To do
Reproduce exactly the lines beginning with the line that contains "stamen in the photo above." and ending at the final line of the material below.

Given data

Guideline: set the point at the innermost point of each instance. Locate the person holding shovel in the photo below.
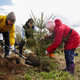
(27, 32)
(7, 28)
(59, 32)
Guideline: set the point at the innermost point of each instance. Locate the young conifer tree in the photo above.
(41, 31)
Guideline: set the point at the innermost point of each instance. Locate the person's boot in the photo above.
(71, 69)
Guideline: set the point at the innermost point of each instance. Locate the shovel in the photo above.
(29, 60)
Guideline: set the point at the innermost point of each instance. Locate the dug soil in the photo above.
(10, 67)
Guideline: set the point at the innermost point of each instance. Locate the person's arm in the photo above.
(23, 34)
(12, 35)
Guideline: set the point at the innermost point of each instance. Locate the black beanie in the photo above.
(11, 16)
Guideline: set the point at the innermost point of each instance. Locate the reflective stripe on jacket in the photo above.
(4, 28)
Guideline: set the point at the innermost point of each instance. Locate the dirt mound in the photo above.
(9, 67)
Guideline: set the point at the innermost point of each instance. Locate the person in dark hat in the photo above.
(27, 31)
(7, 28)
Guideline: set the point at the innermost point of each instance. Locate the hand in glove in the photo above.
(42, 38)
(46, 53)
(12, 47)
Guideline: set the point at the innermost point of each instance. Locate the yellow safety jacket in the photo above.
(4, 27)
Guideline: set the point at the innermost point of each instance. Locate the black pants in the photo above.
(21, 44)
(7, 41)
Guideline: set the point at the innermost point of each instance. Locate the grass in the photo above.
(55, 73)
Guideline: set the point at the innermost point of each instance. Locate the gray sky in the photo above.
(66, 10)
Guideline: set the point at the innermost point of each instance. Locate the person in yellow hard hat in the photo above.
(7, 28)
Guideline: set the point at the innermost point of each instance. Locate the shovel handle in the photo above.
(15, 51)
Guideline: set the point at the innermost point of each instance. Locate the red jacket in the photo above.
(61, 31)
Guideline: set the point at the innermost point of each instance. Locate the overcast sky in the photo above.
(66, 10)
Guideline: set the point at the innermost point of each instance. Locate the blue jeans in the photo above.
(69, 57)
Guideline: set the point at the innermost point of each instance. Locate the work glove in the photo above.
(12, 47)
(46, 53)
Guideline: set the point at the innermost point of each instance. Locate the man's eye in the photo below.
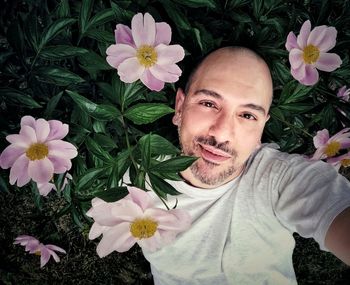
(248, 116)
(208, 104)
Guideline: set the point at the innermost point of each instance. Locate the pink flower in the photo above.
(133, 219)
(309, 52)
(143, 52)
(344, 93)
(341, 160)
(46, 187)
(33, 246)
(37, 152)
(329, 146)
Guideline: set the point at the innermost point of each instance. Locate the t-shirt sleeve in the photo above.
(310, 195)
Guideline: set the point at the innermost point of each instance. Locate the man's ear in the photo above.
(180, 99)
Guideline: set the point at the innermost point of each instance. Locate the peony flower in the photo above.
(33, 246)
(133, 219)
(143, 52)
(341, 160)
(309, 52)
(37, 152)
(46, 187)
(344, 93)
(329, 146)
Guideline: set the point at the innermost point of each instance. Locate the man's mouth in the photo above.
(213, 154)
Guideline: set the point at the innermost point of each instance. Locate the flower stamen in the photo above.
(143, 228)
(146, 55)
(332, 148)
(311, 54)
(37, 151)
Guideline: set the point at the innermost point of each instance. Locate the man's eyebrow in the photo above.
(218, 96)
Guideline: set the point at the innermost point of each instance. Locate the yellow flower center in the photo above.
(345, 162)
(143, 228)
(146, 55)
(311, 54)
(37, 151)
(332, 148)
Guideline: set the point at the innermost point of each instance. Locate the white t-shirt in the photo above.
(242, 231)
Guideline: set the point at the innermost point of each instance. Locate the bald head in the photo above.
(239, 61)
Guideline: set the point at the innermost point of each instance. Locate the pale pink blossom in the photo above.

Output for this exercise
Guideline: set the point at the innermost point of each instance. Locate the flower stamen in the photo above.
(143, 228)
(146, 55)
(332, 148)
(311, 54)
(37, 151)
Guideline: set the point at the innermost point of each instance. Locate the man's eyebrow in the photo above.
(218, 96)
Guideline: set the point at the innermost point of each instance. Locate the yellow flower center in the photo above.
(345, 162)
(143, 228)
(146, 55)
(311, 54)
(37, 151)
(332, 148)
Guideline: set the point at the innermost point of each instance. Locate the white t-shirt in the photo above.
(242, 231)
Guideline: set the point at the innermost point of each instance. Locate the bald head in the photo above.
(239, 61)
Guideline: set the point at the innermost point of each instance. Locate the pale pink blossom in the photo above.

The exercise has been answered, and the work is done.